═══ Reading passage ═══

Choosing the Right Support Structure
Selecting the appropriate hardware depends on the plant’s natural growth habit: single-stemmed specimens versus bushy, clump-forming perennials. For flowers that produce one main stem (foxgloves, lilies, sunflowers), individual staking is most effective, using bamboo canes, metal rods, or thin wooden stakes inserted near the base.
Bushy perennials (peonies, poppies, phlox) benefit from a collective support system. Ring supports, or grow-through cages, are horizontal grids placed over the plant early in the season. As foliage expands, the grid becomes hidden, allowing stems to grow up through the structure. Link stakes offer a modular alternative, featuring single metal rods that can be interlocked to create custom-shaped enclosures for plants grown in drifts or rows.
Soft, pliable options are preferable for tying the plant to its support, as thin, abrasive strings can cause damage. Specialized garden tape or strips of old cotton cloth are ideal because they are soft enough not to cut into the stem’s tissue. Avoid nylon or plastic twine in favor of wider, softer ties that minimize friction.
Applying Support: Timing and Tying Techniques
The success of any support structure relies on the timing of its installation, which should happen long before the plant actually needs it. Supports for perennial flowers should be placed early in the spring when the plant has reached approximately one-third of its mature height. Installing supports early allows the plant to grow up and around the structure, naturally concealing the hardware with its expanding foliage.
When setting stakes, drive them deep enough to provide a secure anchor against the leverage of a tall, wind-buffeted plant. For single-stem staking, the tie should not directly bind the stem to the stake, which restricts movement and causes chafing.
Instead, employ the “figure-eight” method: wrap the tie around the stake, cross it in the middle, and then wrap it around the stem. This pattern creates a buffer of space between the stem and the rigid support, allowing natural movement and preventing damage. The tie must also be loose enough to accommodate the natural thickening of the stem throughout the growing season. Regularly inspecting and adjusting ties is necessary to ensure the plant is supported without being constricted, which could girdle the stem and impede nutrient flow.

═══ Supplied material ═══

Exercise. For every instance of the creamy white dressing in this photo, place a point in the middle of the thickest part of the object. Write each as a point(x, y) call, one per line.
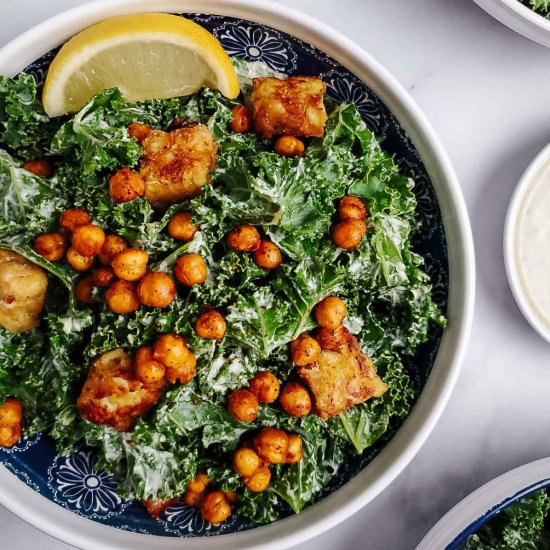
point(532, 245)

═══

→ Task set
1. Recast the paragraph beginning "Bushy perennials (peonies, poppies, phlox)" from the text on supporting flowers as a short bulleted list that keeps its main facts.
2. In the text on supporting flowers, how far along should a perennial's growth be when its supports go in during spring?
3. Continue the text on supporting flowers from its last sentence.

→ Responses to the exercise
1.
- Bushy perennials such as peonies, poppies, and phlox do best with a collective support system.
- Ring supports (grow-through cages) are horizontal grids set over the plant early in the season.
- As the foliage expands, the grid is hidden and stems grow up through it.
- Link stakes are a modular alternative: single metal rods that interlock into custom-shaped enclosures for plants grown in drifts or rows.

2. It should have reached about one-third of its mature height.

3.
Preventative Care for Stem Strength
Beyond physical supports, specific cultural practices encourage plants to develop stronger, more resilient stems. The planting location should provide shelter from strong winds, as constant buffeting encourages weak, elongated growth. Providing wind protection significantly reduces the likelihood of stems snapping.
A pruning technique known as the “Chelsea Chop” can be used on many summer-flowering perennials, such as phlox or coneflowers, typically performed around late May or early June. This method involves cutting back the stems by a third to a half before the plant flowers. This stimulates the growth of side shoots, resulting in a shorter, bushier, and sturdier plant. This proactive pruning delays the bloom time slightly but produces a more compact plant.
Gardeners must also manage soil nutrition carefully to promote strong stem growth over excessive foliage. Too much nitrogen fertilizer encourages rapid, soft, and weak growth, often referred to as “leggy,” which is prone to collapse. Instead, supplying a balanced fertilizer with adequate levels of phosphorus and potassium helps to strengthen the plant’s overall structure.